Show every line of the records below that contains the string "query", copying each line in full.

━━━━━━━━━━━━━━━━━━━━

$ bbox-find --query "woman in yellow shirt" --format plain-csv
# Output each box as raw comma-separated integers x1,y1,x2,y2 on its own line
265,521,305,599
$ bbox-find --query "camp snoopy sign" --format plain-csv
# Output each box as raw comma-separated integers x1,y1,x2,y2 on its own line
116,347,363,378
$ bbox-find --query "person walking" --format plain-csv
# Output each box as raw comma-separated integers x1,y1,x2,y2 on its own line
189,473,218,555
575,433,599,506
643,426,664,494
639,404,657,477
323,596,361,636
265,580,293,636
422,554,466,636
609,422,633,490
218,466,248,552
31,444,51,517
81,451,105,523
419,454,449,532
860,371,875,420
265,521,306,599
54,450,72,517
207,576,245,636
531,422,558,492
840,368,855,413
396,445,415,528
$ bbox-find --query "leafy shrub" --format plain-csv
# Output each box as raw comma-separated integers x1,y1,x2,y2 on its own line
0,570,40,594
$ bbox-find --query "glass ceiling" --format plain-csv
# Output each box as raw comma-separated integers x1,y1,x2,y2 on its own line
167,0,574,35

━━━━━━━━━━━━━━━━━━━━

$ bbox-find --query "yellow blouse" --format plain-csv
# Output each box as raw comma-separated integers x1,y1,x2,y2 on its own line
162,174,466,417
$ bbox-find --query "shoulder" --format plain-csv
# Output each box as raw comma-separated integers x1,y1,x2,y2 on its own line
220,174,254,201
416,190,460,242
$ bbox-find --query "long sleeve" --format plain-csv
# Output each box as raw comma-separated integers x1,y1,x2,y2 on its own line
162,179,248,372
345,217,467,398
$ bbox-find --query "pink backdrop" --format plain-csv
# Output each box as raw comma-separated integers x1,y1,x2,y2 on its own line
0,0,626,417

━━━━━━━━━━━━━━━━━━━━

### [Solution]
$ bbox-find --query "woman in yellow shirt" --format plain-csv
$ bbox-find --query "camp snoopy sign" --format plain-csv
$ bbox-find --query "person walking" --format plain-csv
$ bbox-find --query "leafy shrub" --format plain-csv
$ bbox-find --query "glass ceiling" --format plain-csv
$ bbox-find --query "yellow blouse" --format plain-csv
$ bbox-find --query "shoulder" --format plain-csv
$ bbox-find --query "long sleeve" --format plain-csv
$ bbox-find --query "pink backdrop" --format plain-csv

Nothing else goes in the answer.